They placed Tahlad's body in a crypt in the center of the jungle and began construction of a great city around it. They named this land Sharath, which means "promised land". Here, in Sharath's jungles, the Dhe'nar government developed to what it is today.

The people were divided into four castes: the worker caste, the warrior caste, the temple caste, and the warlock caste. Each caste served an important role in their society and worked with each other in their goals.

The city of Sharath grew into a sprawling mecca. The Great Temple was built, along with the Tower of Arcane Arts. Shialos du S'karli, The Library of the Way, was built, in it was placed tomes documenting the teachings of Noi'sho'rah and the Arkati.

V. The Fall of Sharath (30,000 - 25,000 years ago)

Over time, the Dhe'nar fell victim to the same circumstances that drove them away from the elves so many years ago. The Temple, the Magi, and the Warrior castes began to vie for power internally and the political treachery that ensued was devastating. In a bold political move, the Priests of the temple proclaimed that they themselves were "gods" and that their wishes were to be followed over all others. Though there were many opposed to this, any who disagreed with the temple were brutally sacrificed to set an example for the others, and thus over time most of the temple's opponents were either slain or went into hiding. The Temple's priests sealed the library, Shialos du S'karli, and the entrance was hidden. To go anywhere near the library would mean certain death at a priest's hands.

Dataset records -
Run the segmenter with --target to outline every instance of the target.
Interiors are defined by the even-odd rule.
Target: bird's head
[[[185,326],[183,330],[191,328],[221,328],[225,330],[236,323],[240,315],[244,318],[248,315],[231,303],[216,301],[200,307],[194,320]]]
--
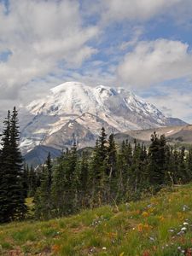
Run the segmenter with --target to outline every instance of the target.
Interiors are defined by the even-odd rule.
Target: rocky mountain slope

Tasks to carry out -
a. Write out the passage on Sharath starting at "The people were" and ending at "and the Arkati.".
b. List the four castes into which the passage on Sharath says the people were divided.

Task-by-task results -
a.
The people were divided into four castes: the worker caste, the warrior caste, the temple caste, and the warlock caste. Each caste served an important role in their society and worked with each other in their goals.

The city of Sharath grew into a sprawling mecca. The Great Temple was built, along with the Tower of Arcane Arts. Shialos du S'karli, The Library of the Way, was built, in it was placed tomes documenting the teachings of Noi'sho'rah and the Arkati.

b.
- The worker caste
- The warrior caste
- The temple caste
- The warlock caste